GIVEN DATA:

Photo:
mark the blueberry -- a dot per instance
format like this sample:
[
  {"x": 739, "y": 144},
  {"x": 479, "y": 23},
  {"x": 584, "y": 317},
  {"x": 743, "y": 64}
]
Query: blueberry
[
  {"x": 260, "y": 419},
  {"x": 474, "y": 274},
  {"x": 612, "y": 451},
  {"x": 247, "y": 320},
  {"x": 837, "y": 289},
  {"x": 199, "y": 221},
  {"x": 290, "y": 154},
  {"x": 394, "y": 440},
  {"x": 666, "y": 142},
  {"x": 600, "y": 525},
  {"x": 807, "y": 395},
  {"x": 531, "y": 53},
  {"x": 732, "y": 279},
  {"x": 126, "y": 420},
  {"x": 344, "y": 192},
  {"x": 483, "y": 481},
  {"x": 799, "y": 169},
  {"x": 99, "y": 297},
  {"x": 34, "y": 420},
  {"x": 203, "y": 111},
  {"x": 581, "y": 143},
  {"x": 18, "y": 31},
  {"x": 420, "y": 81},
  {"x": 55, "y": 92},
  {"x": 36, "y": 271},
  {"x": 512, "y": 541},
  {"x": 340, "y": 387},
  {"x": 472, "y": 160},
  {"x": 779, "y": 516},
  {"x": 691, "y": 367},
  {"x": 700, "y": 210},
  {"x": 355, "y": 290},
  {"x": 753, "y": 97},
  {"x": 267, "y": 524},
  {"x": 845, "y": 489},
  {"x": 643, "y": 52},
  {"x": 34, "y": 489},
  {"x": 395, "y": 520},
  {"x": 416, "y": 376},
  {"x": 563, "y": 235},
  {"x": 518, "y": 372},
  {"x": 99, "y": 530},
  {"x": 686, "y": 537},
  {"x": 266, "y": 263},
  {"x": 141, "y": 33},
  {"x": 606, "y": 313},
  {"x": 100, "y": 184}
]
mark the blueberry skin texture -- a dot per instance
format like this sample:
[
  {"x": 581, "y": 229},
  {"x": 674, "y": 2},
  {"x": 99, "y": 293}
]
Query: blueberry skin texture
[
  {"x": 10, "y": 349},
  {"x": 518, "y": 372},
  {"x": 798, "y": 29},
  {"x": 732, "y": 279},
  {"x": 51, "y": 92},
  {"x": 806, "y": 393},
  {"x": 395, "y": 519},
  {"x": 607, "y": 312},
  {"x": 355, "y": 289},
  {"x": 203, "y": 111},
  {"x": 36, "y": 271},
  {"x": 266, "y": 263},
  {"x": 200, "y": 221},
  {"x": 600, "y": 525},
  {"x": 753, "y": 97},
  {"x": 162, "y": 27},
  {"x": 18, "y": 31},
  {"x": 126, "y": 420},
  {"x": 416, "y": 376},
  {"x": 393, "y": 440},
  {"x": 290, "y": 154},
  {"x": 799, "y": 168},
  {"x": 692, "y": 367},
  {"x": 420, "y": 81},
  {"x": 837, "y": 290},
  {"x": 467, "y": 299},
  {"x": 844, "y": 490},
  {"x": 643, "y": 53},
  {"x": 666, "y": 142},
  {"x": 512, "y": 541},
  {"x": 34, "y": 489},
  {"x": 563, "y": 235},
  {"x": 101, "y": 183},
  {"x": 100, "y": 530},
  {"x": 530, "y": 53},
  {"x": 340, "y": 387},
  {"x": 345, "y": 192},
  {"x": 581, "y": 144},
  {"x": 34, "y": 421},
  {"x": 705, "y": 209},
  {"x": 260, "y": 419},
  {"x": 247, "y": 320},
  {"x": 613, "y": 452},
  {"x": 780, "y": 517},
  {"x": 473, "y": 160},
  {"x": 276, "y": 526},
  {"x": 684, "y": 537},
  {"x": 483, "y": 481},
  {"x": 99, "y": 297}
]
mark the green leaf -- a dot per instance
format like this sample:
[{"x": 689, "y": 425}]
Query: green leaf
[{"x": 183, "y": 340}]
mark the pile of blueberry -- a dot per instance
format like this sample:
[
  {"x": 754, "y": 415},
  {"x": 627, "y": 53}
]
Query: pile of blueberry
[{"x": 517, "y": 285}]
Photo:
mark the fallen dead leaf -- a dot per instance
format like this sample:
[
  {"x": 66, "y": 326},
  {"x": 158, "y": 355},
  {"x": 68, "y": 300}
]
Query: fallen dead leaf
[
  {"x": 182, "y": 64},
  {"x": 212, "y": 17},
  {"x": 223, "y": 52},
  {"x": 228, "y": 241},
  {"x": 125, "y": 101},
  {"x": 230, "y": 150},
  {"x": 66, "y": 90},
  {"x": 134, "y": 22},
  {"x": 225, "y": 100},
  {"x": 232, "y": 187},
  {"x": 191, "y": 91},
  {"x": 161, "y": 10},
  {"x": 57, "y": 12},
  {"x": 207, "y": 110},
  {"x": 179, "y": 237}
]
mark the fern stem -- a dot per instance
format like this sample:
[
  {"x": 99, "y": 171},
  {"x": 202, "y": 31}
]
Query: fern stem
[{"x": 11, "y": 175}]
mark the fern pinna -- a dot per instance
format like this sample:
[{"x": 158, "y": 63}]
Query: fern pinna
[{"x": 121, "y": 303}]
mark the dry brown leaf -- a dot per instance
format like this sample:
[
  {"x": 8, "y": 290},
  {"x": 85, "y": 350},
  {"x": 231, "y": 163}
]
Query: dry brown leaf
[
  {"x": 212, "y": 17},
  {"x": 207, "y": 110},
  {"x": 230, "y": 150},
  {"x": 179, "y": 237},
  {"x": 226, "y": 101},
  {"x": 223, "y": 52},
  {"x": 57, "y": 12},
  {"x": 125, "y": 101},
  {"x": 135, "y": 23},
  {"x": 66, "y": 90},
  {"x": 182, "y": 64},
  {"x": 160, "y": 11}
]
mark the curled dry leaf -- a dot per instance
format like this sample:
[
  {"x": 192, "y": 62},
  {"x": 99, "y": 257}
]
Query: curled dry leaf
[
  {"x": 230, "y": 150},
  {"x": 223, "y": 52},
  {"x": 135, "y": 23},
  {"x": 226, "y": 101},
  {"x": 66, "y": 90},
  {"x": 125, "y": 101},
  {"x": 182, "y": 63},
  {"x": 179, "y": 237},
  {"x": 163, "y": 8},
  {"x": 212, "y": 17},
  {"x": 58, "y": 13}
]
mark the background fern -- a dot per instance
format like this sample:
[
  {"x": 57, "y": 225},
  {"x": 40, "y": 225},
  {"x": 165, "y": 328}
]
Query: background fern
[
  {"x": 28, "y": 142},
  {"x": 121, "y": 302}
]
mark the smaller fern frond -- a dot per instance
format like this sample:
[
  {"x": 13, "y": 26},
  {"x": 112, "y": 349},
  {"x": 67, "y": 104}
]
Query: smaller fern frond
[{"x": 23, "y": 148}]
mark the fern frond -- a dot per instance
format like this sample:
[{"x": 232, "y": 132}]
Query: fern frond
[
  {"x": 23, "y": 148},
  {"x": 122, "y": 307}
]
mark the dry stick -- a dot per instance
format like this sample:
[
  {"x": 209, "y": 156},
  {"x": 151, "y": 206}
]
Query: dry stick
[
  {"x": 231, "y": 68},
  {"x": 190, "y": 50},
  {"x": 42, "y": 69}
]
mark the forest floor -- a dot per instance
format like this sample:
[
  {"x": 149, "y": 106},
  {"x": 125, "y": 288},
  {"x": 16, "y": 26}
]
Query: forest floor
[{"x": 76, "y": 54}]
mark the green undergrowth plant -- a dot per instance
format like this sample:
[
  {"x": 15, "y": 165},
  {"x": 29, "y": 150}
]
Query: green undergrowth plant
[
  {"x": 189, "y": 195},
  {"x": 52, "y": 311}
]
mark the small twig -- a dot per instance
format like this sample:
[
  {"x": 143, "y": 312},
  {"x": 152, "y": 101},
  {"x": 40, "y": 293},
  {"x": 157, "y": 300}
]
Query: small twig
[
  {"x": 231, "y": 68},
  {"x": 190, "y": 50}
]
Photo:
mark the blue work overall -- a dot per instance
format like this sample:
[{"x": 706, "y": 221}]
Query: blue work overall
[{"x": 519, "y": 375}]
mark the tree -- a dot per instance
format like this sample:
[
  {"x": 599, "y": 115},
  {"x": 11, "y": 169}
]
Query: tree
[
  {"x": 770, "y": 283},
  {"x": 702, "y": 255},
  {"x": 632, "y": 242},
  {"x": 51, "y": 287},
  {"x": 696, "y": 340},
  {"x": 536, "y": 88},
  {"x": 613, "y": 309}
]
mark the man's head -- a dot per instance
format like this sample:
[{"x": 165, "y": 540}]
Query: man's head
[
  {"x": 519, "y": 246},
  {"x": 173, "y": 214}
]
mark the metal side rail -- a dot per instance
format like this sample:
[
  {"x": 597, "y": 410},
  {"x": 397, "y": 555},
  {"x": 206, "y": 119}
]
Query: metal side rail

PROBLEM DETAILS:
Copy out the stretch from the line containing "mark the tree -- a dot per instance" through the end of the items, requests included, and scale every coordinate in the answers by 1.35, rounding to whole numbers with halves going up. Leave the numbers in the requests and their format samples as they are.

ANSWER TO THE EXERCISE:
mark the tree -- a dot per instance
format like this sample:
[
  {"x": 599, "y": 115},
  {"x": 11, "y": 169}
]
Query: tree
[
  {"x": 1040, "y": 382},
  {"x": 948, "y": 344},
  {"x": 853, "y": 327},
  {"x": 69, "y": 387},
  {"x": 940, "y": 459},
  {"x": 724, "y": 119},
  {"x": 828, "y": 417}
]
mark the man's head -- a dot per instance
format like this sample:
[{"x": 165, "y": 540}]
Query: man's head
[
  {"x": 701, "y": 332},
  {"x": 234, "y": 289}
]
mark the metal side rail -- a dot per instance
format like this sample:
[
  {"x": 597, "y": 410},
  {"x": 397, "y": 555},
  {"x": 206, "y": 119}
]
Query: metal side rail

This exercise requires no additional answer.